* [ACTIVITY]:
Output all the entries below. Each must match exactly.

Referring expression data
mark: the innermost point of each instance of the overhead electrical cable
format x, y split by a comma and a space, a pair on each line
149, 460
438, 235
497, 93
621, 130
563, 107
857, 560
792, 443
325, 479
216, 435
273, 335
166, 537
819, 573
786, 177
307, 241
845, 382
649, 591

* [RESULT OF THIS TASK]:
mark: the innermost point of each instance of the overhead electrical cable
format x, y split by a comma and a space, a pair on each line
149, 460
438, 235
497, 93
621, 130
563, 107
857, 560
792, 443
325, 479
216, 435
273, 335
166, 537
819, 573
786, 177
307, 241
845, 382
649, 591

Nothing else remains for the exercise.